> [Brief]
Return all of the entries exactly, with nothing added or left out.
==========
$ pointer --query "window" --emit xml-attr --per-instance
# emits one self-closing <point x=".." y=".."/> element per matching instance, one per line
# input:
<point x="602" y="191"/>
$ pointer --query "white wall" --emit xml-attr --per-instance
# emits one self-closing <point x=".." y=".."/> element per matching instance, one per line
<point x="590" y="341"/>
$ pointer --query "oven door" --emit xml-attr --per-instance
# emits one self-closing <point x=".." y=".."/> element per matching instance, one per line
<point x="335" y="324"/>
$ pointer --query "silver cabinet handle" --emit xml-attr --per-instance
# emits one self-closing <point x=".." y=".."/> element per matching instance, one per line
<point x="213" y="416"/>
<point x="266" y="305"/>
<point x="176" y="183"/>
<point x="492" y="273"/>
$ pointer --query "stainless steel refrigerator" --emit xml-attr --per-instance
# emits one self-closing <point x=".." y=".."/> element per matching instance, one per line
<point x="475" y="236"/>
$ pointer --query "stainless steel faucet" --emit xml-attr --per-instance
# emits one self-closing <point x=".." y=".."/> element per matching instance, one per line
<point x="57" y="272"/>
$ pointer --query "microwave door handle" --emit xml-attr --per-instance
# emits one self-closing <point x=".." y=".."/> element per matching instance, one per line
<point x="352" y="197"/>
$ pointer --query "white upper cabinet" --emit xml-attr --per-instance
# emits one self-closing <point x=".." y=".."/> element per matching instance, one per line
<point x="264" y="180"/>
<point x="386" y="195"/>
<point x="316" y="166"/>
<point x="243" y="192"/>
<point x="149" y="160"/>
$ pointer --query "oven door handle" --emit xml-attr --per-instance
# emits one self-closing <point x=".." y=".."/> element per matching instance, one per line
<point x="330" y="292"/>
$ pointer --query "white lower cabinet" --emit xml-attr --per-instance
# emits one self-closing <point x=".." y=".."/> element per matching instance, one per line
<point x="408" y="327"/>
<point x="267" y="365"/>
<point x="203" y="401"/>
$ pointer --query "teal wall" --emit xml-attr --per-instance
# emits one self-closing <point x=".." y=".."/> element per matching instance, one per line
==========
> [The solution]
$ pointer --query "window" --emit xml-attr --per-instance
# emits one self-closing <point x=".." y=".."/> element per matching instance, one per line
# input:
<point x="602" y="191"/>
$ pointer --query "white wall" --emit xml-attr --per-instance
# emits one self-closing <point x=".." y=".."/> element per matching instance, one per line
<point x="590" y="341"/>
$ pointer --query "oven door" --emit xml-attr --per-instance
# emits one self-closing <point x=".." y=".."/> element per matching instance, one per line
<point x="335" y="324"/>
$ pointer --query "silver cabinet handle" --emit xml-attr --per-instance
# emits one self-closing <point x=".." y=".."/> element per matching instance, one per line
<point x="213" y="416"/>
<point x="266" y="305"/>
<point x="176" y="183"/>
<point x="492" y="273"/>
$ pointer --query "stainless steel refrigerator" --emit xml-attr --per-instance
# emits one self-closing <point x=".." y=".."/> element per matching instance, one per line
<point x="475" y="236"/>
$ pointer --query "stainless steel faucet" --emit xml-attr --per-instance
# emits one self-closing <point x=".." y=".."/> element per matching instance, one per line
<point x="57" y="272"/>
$ pointer --query "microwave door handle" --emit xml-attr --per-instance
# emits one self-closing <point x=".." y=".."/> element per matching instance, one per line
<point x="352" y="197"/>
$ pointer --query "white upper cabinet" --emit xml-attr --per-instance
# emits one self-closing <point x=".." y=".."/> element per matching instance, one per line
<point x="264" y="180"/>
<point x="386" y="195"/>
<point x="316" y="166"/>
<point x="243" y="192"/>
<point x="149" y="160"/>
$ pointer --query "oven door handle" --emit xml-attr --per-instance
# emits one self-closing <point x=".." y=".."/> element per matching instance, one per line
<point x="330" y="292"/>
$ pointer --query "white lower cabinet" --emit xml-attr --per-instance
# emits one self-closing <point x=".." y=".."/> element per matching instance, one per line
<point x="408" y="327"/>
<point x="267" y="365"/>
<point x="203" y="401"/>
$ pointer --query "teal wall" --emit xml-attr --per-instance
# emits one self-closing <point x=".." y=".."/> element per matching instance, one per line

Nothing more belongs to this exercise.